=== Task brief ===
Reproduce the article on cattle deaths from disease word for word, from "The MPs report" up to and including "the Agriculture Ministry.".

=== Extract to read ===
---------------

Auxilia Katongomara Bulawayo Bureau
AT least 50 000 head of cattle succumbed to diseases in the past 12 months, amid fears that more will die if the shortage of dipping chemicals persists, legislators have said.
In its report, the Parliamentary Portfolio Committee on Lands, Agriculture, Water, Climate and Rural Resettlement said underfunding the department responsible for animal production and health has grave consequences for the economy.
The MPs report presented in Parliament during debate on National Budget on Tuesday, bemoaned underfunding in most departments under the Agriculture Ministry.
“The committee also notes that this underfunding is coming at a time when about 50 000 cattle died due to different animal diseases, including tick-borne diseases between December 2017 and November 2018. Because dip chemicals need to be imported, the firms that won the tender to supply dip chemicals have not been able to get the requisite allocation from the RBZ. Thus, the ministry’s bid had tried to factor this into account so that cattle could dip,” reads the report.
The committee said it was worried that cattle are not dipping at a time when Government also owes Botswana Vaccine Institute about $6 million.
“This means that unless Government increases allocation for this programme area, more cattle will be lost in 2019 due to livestock diseases.
“Although the Budget has allocated about $2,4 million towards the rehabilitation of at least 50 dip tanks in each province, the committee fears that cattle may still not dip due to lack of chemicals, as the reason for not dipping had nothing to do with the number or state of dip tanks, but dipping chemicals,” reads the report.
The committee said Treasury needs to adjust its resource allocation model to try as much as possible to match the allocated amount to the bid received.

---------------

=== Extracted material ===

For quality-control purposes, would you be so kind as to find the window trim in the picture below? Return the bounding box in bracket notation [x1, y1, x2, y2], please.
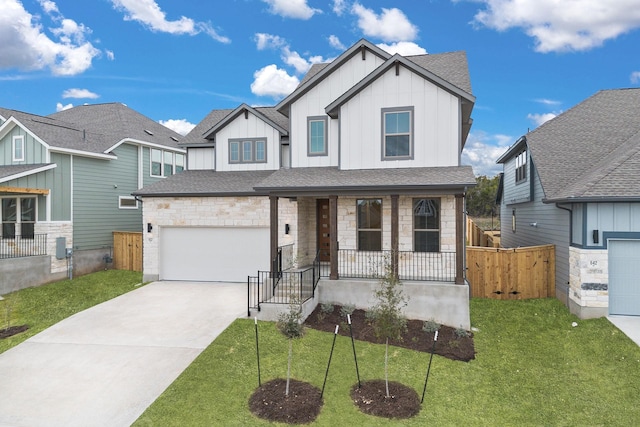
[118, 196, 138, 209]
[227, 137, 267, 165]
[307, 116, 329, 157]
[515, 148, 529, 184]
[356, 197, 384, 252]
[411, 197, 442, 253]
[380, 106, 415, 161]
[11, 135, 24, 162]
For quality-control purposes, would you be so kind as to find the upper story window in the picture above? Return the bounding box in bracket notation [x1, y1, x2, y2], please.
[357, 199, 382, 251]
[151, 148, 184, 177]
[229, 138, 267, 163]
[516, 149, 527, 183]
[413, 199, 440, 252]
[13, 135, 24, 162]
[382, 107, 413, 160]
[307, 116, 327, 156]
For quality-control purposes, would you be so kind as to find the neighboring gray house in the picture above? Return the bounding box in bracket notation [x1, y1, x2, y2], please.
[0, 103, 186, 293]
[498, 89, 640, 318]
[135, 40, 475, 328]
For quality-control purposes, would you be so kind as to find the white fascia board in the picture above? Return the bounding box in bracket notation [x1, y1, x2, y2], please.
[104, 138, 187, 154]
[0, 163, 58, 183]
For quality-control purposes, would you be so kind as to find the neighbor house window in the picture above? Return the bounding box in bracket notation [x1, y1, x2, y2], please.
[13, 135, 24, 162]
[382, 107, 413, 160]
[516, 150, 527, 183]
[118, 196, 138, 209]
[0, 197, 36, 239]
[357, 199, 382, 251]
[413, 199, 440, 252]
[229, 138, 267, 163]
[151, 148, 184, 177]
[307, 116, 327, 156]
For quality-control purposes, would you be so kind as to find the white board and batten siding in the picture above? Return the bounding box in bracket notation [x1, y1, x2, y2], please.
[290, 52, 384, 167]
[216, 113, 280, 171]
[159, 227, 270, 282]
[340, 68, 460, 169]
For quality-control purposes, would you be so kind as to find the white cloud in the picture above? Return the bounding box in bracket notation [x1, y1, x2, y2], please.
[333, 0, 347, 16]
[62, 88, 100, 99]
[377, 42, 427, 56]
[251, 64, 300, 99]
[111, 0, 231, 43]
[527, 113, 558, 127]
[462, 132, 515, 177]
[254, 33, 287, 50]
[0, 0, 100, 76]
[262, 0, 322, 20]
[56, 102, 73, 111]
[158, 119, 196, 135]
[329, 34, 345, 50]
[351, 3, 418, 42]
[474, 0, 640, 53]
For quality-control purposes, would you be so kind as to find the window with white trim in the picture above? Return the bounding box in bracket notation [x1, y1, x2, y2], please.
[307, 116, 327, 156]
[382, 107, 413, 160]
[118, 196, 138, 209]
[516, 149, 527, 183]
[229, 138, 267, 163]
[13, 135, 24, 162]
[413, 199, 440, 252]
[357, 199, 382, 251]
[151, 148, 185, 178]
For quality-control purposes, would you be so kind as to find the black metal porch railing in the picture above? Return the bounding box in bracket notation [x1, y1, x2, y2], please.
[247, 248, 320, 316]
[0, 234, 47, 259]
[336, 249, 456, 282]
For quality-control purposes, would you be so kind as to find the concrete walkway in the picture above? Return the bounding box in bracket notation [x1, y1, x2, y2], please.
[607, 315, 640, 346]
[0, 282, 246, 427]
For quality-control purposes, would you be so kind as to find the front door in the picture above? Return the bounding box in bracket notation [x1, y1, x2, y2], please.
[316, 199, 331, 262]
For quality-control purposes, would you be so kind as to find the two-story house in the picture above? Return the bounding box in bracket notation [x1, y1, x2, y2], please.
[135, 40, 475, 328]
[0, 103, 186, 293]
[498, 88, 640, 318]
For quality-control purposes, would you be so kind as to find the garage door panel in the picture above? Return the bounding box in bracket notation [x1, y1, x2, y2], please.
[159, 227, 270, 282]
[609, 240, 640, 316]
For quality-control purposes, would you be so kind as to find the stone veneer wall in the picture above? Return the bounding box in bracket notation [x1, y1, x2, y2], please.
[569, 247, 609, 318]
[143, 196, 298, 280]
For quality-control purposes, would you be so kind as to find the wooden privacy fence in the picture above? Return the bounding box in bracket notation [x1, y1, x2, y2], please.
[467, 245, 556, 299]
[113, 231, 142, 271]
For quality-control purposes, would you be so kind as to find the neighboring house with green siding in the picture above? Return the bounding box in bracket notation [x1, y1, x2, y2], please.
[0, 103, 186, 294]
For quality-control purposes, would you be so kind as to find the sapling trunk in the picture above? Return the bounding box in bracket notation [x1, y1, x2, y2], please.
[284, 339, 293, 396]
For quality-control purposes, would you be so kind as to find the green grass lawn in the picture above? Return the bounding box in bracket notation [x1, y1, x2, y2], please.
[136, 299, 640, 426]
[0, 270, 142, 353]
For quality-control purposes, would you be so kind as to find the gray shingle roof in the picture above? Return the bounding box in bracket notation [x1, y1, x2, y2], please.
[526, 89, 640, 201]
[256, 166, 476, 192]
[134, 170, 273, 197]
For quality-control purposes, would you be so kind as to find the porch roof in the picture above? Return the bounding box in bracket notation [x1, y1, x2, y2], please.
[256, 166, 476, 195]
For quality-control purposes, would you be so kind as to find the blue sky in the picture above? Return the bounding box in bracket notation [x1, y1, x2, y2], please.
[0, 0, 640, 176]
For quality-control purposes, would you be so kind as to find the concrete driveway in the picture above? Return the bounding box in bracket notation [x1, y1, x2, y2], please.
[0, 282, 246, 427]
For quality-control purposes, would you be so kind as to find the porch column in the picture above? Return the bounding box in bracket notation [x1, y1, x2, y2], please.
[391, 194, 400, 278]
[329, 196, 339, 280]
[456, 194, 465, 285]
[269, 196, 278, 272]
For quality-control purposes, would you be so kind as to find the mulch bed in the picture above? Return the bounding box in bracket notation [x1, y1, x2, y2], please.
[249, 378, 322, 424]
[0, 325, 29, 339]
[305, 305, 476, 362]
[351, 380, 420, 418]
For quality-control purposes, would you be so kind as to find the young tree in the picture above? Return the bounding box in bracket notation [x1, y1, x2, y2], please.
[368, 259, 408, 397]
[276, 296, 304, 396]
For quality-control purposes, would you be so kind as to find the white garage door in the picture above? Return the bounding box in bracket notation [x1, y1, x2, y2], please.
[159, 227, 270, 282]
[609, 240, 640, 316]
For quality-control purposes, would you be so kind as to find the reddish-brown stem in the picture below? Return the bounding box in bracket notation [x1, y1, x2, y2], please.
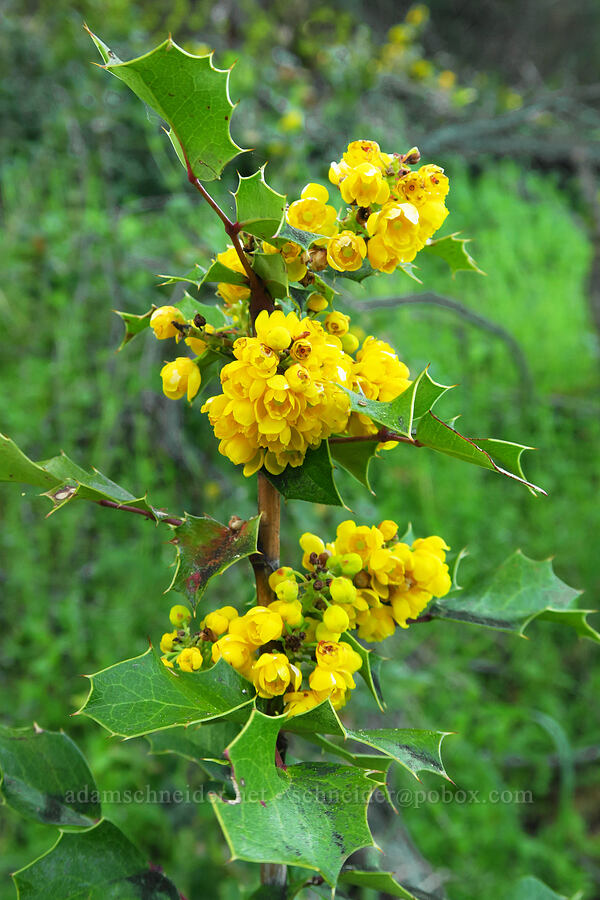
[186, 159, 273, 321]
[96, 500, 183, 527]
[329, 428, 424, 447]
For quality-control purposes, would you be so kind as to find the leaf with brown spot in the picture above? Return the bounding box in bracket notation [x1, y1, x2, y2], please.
[169, 513, 260, 608]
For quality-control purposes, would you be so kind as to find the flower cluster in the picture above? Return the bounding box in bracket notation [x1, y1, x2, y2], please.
[160, 520, 451, 715]
[327, 140, 449, 272]
[202, 310, 352, 475]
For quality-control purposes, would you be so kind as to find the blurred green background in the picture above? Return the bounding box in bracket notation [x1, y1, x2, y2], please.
[0, 0, 600, 900]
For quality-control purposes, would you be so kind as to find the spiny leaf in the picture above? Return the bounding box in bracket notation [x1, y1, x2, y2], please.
[0, 434, 168, 522]
[329, 440, 377, 494]
[0, 726, 101, 828]
[169, 513, 260, 606]
[146, 722, 239, 781]
[265, 441, 344, 506]
[79, 649, 254, 738]
[115, 304, 156, 352]
[344, 369, 451, 437]
[342, 631, 385, 712]
[234, 166, 285, 241]
[416, 412, 546, 494]
[85, 32, 244, 181]
[269, 220, 323, 250]
[252, 252, 289, 300]
[423, 231, 485, 278]
[13, 819, 180, 900]
[211, 710, 376, 886]
[346, 728, 450, 781]
[427, 550, 600, 642]
[282, 700, 346, 737]
[338, 867, 417, 900]
[504, 875, 576, 900]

---------------

=== Result below ===
The MPs report presented in Parliament during debate on National Budget on Tuesday, bemoaned underfunding in most departments under the Agriculture Ministry.